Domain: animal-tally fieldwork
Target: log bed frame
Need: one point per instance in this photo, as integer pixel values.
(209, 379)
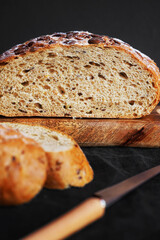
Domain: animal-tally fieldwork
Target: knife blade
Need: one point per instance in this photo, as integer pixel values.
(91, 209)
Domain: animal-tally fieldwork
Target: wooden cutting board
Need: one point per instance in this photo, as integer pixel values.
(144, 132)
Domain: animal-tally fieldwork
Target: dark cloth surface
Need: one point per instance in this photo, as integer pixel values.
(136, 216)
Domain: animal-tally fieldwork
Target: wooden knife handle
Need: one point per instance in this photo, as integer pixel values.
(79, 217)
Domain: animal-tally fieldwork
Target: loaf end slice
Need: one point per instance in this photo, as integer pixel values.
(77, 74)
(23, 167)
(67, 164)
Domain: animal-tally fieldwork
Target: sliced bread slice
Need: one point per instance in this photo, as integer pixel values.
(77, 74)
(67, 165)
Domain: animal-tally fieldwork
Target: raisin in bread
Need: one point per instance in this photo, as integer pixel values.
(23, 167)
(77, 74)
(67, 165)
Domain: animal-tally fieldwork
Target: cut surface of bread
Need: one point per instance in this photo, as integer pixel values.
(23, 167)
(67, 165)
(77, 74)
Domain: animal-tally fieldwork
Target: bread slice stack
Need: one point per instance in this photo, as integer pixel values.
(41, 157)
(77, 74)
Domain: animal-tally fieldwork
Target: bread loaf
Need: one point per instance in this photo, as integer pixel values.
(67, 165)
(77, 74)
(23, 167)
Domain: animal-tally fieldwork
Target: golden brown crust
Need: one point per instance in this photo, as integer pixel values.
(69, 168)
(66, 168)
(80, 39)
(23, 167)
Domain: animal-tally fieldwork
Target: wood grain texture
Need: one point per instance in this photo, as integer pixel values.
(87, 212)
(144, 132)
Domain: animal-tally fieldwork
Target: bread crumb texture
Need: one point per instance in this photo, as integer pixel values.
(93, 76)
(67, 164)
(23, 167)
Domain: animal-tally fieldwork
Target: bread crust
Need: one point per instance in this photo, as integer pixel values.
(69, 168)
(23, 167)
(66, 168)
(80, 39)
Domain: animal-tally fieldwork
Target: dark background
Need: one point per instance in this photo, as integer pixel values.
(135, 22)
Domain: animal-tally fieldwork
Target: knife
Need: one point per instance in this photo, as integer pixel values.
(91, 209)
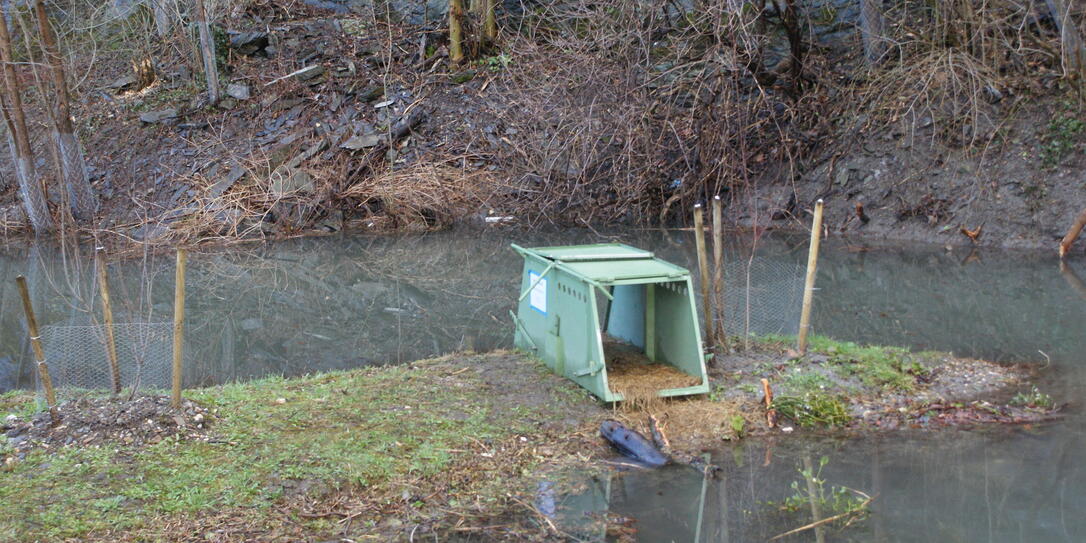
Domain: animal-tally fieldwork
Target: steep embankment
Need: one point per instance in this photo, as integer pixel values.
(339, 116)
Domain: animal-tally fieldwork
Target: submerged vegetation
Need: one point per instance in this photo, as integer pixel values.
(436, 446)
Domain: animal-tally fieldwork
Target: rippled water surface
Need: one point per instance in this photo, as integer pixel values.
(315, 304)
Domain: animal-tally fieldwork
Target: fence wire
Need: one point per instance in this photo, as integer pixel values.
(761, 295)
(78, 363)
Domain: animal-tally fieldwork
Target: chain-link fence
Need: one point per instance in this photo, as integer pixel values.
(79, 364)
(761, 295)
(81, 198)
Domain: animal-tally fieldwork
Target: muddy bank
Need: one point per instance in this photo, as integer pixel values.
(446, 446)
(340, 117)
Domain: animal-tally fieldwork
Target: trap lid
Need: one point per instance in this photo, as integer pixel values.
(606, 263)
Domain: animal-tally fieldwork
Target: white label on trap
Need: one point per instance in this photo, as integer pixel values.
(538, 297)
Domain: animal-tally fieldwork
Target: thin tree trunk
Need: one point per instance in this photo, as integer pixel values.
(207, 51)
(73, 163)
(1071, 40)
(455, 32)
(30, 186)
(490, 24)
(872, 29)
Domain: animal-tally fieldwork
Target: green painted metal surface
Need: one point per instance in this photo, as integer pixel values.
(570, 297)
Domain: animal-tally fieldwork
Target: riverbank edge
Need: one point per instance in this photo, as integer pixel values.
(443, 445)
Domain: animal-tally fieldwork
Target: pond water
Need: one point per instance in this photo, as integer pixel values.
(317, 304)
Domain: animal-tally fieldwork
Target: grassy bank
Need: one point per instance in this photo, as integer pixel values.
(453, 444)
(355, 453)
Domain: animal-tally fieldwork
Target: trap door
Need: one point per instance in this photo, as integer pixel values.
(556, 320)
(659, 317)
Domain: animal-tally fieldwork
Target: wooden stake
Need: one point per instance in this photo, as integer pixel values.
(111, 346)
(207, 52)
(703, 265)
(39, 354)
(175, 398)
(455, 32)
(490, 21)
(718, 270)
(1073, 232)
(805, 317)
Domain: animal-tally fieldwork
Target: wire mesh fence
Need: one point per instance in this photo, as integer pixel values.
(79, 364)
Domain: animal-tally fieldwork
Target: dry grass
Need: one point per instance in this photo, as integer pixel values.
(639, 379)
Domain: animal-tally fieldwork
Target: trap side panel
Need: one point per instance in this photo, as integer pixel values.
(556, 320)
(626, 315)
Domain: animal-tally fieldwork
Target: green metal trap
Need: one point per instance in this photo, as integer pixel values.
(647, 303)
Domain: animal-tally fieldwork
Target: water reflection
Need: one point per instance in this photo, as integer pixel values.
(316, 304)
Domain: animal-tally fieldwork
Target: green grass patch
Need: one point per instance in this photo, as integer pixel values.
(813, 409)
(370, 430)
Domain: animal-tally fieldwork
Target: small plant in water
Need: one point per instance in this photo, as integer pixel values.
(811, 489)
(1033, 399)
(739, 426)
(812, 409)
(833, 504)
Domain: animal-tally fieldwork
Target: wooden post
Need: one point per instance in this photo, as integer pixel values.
...
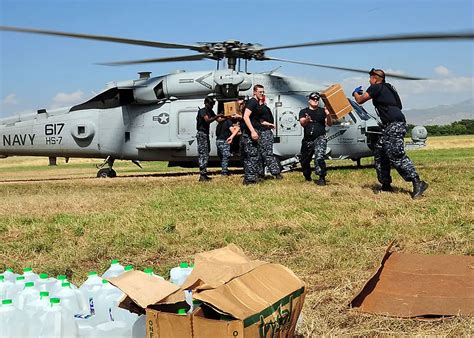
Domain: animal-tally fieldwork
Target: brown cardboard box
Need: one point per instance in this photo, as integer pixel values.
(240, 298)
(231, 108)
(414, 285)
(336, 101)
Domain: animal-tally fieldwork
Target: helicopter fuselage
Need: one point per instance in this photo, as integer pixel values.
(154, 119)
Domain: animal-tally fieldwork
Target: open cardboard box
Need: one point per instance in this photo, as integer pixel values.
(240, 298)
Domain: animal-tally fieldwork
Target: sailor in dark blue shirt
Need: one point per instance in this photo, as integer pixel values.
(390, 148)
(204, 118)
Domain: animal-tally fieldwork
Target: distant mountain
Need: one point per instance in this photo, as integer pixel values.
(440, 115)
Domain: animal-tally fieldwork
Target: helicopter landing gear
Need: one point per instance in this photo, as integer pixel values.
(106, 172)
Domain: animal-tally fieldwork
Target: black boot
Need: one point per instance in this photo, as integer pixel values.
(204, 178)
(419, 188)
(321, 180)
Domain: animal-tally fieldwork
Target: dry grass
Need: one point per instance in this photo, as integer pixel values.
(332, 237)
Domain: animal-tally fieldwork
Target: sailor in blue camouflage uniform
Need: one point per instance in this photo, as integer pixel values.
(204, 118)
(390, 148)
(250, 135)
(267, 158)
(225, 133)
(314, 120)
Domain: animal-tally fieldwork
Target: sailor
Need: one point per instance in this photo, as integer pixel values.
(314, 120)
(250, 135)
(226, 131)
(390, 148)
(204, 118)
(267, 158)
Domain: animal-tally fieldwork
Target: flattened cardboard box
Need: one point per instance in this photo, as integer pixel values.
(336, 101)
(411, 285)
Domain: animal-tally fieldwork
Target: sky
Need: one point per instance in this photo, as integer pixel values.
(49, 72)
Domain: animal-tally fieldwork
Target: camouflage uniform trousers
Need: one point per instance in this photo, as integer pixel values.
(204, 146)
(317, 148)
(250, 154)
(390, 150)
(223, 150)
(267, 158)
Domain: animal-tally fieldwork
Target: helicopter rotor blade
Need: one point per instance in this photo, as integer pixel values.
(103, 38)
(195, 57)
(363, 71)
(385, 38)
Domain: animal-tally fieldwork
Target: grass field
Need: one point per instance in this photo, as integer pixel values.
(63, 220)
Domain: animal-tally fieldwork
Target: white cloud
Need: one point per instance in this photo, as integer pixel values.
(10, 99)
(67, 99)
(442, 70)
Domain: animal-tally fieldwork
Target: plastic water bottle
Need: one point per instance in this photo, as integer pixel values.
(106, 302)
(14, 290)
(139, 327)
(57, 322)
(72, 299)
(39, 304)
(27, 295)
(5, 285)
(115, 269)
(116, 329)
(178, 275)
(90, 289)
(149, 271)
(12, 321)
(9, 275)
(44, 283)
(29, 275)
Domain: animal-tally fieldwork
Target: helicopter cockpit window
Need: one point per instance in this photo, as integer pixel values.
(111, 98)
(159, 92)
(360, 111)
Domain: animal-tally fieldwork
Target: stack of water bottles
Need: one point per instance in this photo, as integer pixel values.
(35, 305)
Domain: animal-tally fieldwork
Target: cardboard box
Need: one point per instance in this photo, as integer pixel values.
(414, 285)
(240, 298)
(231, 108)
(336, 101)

### Requirement
Please count up the lines in the listing above holding the string "loaf", and say the number with nothing else.

### Written solution
2